SET EXERCISE -> Gather every line of the material below that contains the word "flower", copying each line unchanged.

=====

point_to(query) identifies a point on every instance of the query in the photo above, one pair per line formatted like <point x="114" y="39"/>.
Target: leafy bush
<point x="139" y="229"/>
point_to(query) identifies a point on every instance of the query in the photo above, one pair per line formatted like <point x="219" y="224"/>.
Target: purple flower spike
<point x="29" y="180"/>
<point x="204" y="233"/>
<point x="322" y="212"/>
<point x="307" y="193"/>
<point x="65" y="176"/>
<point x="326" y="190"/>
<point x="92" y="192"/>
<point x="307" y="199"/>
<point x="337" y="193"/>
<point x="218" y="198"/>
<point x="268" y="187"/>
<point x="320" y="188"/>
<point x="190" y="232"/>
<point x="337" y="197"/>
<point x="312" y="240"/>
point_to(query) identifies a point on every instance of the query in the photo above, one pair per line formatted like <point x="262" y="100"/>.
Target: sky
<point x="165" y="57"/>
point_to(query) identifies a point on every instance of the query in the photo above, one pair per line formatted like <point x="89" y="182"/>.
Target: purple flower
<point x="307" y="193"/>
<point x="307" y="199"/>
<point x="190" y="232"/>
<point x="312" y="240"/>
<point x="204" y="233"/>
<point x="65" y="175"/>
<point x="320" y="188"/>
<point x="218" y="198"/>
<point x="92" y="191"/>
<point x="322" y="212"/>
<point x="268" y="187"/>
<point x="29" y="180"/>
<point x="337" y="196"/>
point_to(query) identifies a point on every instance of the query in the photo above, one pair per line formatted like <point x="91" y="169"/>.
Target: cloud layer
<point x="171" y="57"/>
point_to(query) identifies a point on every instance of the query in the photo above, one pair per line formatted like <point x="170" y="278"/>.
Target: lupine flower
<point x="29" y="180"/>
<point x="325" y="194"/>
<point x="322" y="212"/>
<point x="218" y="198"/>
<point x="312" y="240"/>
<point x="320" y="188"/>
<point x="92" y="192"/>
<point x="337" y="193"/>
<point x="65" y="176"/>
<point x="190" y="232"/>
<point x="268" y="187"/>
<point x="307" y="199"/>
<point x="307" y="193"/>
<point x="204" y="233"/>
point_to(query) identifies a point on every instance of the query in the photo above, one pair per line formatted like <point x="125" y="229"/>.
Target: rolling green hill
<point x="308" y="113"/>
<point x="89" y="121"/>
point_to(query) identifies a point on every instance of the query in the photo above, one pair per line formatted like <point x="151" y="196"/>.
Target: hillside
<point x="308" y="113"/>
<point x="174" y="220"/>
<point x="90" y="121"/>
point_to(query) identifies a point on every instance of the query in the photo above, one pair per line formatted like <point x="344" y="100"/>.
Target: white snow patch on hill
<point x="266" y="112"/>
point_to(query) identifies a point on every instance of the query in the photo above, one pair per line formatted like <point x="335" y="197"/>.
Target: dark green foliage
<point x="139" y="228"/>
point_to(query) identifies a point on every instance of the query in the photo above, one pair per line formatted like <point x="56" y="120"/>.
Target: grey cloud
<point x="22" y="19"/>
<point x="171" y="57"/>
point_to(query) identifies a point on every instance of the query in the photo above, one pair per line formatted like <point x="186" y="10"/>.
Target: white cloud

=====

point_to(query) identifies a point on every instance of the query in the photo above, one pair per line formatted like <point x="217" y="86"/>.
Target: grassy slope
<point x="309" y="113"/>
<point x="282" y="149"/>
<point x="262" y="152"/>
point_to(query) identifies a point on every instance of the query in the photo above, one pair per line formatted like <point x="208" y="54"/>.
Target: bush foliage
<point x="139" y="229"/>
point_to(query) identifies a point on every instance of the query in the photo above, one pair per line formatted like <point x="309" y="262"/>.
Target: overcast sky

=====

RESULT OF THE TASK ->
Target: purple flower spike
Target: purple flower
Target: lupine flower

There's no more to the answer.